Bombing range expansion stalls in House but not dead yet, Amodei says

By: - July 18, 2022 5:08 am
planes, bombs, etc.

Fighters flying over the Fallon Range Training Complex in 2015. (U.S. Navy photo)

Nevada Rep. Mark Amodei hasen’t given up on efforts to triple the size of a Naval air station bombing range near Fallon, and he would prefer it sooner rather than later.

Last week, Amodei submitted a 186-page amendment to the National Defense Authorization Act, an annual appropriations bill that must pass in order to fund the military, to grant the Navy’s request for more than 600,000 acres of Nevada public land Navy officials say are needed to train using modern aircraft and newer weapons systems with more range.

The amendment was one of 1,200 submitted to the House Rules Committee— the most amendments ever submitted to the committee for a single bill, according to the committee chairman, Democratic Rep. Jim McGovern of Massachusetts.

“We’ve seen a record number of amendments submitted for this bill this year, almost 50% more than last year,” said McGovern during the committee hearing.  “Actually we’ve received the most of any legislation before the rules committee ever.”

“This is going to be a long day,” McGovern added.

The preferred expansion as mapped in the Navy’s 2020 Final Environmental Impact Statement. Proposed expansion areas are in blue.

Amodei’s amendment ultimately failed along with nearly every other amendment submitted. If passed the amendment could have potentially designated additional 400,000 acres of federal land across the state for military use and local county development.

Committee members said they would toss all amendments unrelated to the military spending, ruling that Amodei’s amendment — which is essentially a 186-page federal lands bill — would need to go through the House Committee on Natural Resources if it hoped to get a vote in the House.

The Conservation Lands Foundation, which supported Amodie’s amendment, noted afterward that several public lands amendments were ultimately included in the legislation, pointing to amendments dealing with Colorado and California.

In an interview Friday, Amodei argued that historically the National Defense Authorization Act is the appropriate legislation to grant military base expansions. 

He did, however, concede that his amendment “is a little different because it’s got lands bill stuff in it.”

“But there isn’t a ‘gotta pass every year’ Natural Resources equivalent,” Amodei said. “If you’re going to take a shot once a year on the expansion and the stuff that goes with it then this is the bill to do it.” 

In the next couple weeks, the National Defense Authorization Act will go through the Senate before making it to President Joe Biden’s desk for signing. Amodei said he suspects the bill will get a similar amendment on the Senate side.

(Items stored from a collection)
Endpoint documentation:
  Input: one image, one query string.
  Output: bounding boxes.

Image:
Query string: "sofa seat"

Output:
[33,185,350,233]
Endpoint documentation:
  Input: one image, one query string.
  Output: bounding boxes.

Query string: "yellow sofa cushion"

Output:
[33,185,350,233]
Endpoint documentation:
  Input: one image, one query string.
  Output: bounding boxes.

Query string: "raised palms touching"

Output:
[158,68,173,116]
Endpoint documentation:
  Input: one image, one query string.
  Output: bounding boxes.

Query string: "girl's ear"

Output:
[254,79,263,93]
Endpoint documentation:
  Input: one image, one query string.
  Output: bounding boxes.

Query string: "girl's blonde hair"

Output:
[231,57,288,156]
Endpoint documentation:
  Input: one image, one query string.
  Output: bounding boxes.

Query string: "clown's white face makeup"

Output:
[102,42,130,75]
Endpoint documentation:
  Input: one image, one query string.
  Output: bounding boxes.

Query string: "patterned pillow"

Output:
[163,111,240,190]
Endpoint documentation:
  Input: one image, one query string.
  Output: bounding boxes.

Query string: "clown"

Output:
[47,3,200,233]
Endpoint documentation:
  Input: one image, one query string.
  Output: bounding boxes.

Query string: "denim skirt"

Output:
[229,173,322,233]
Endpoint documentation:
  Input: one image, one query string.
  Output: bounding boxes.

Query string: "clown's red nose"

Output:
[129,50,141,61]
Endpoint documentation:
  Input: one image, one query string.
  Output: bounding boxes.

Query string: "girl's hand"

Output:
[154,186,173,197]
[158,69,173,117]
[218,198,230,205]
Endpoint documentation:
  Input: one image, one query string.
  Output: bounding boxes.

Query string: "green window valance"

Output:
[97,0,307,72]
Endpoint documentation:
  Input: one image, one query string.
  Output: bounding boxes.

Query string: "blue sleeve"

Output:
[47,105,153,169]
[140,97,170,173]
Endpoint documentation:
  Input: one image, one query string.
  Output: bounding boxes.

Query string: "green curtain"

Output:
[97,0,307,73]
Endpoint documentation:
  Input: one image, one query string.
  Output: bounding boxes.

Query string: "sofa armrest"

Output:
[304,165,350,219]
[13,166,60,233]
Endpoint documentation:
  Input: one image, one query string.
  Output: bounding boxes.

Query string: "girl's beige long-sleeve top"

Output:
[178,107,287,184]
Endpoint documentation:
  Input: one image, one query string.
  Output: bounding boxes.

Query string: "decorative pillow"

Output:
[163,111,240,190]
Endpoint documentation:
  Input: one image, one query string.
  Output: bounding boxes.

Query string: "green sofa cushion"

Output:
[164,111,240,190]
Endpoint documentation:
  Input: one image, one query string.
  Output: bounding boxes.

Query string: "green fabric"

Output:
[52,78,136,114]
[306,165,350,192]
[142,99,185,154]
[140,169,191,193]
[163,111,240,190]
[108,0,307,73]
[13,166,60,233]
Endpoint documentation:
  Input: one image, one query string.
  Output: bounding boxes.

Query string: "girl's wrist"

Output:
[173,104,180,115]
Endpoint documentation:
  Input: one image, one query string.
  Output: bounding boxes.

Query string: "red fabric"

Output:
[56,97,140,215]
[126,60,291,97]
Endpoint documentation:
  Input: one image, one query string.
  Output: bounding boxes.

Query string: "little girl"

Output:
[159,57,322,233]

**List of tasks**:
A. In the article on the bombing range expansion, how many amendments were submitted to the House Rules Committee?
B. Collect every line of the records that contains the string "cushion".
The records are unrelated to the text.

**Task-by-task outputs**:
A. 1,200 amendments.

B.
Query string: "yellow sofa cushion"
Query string: "green sofa cushion"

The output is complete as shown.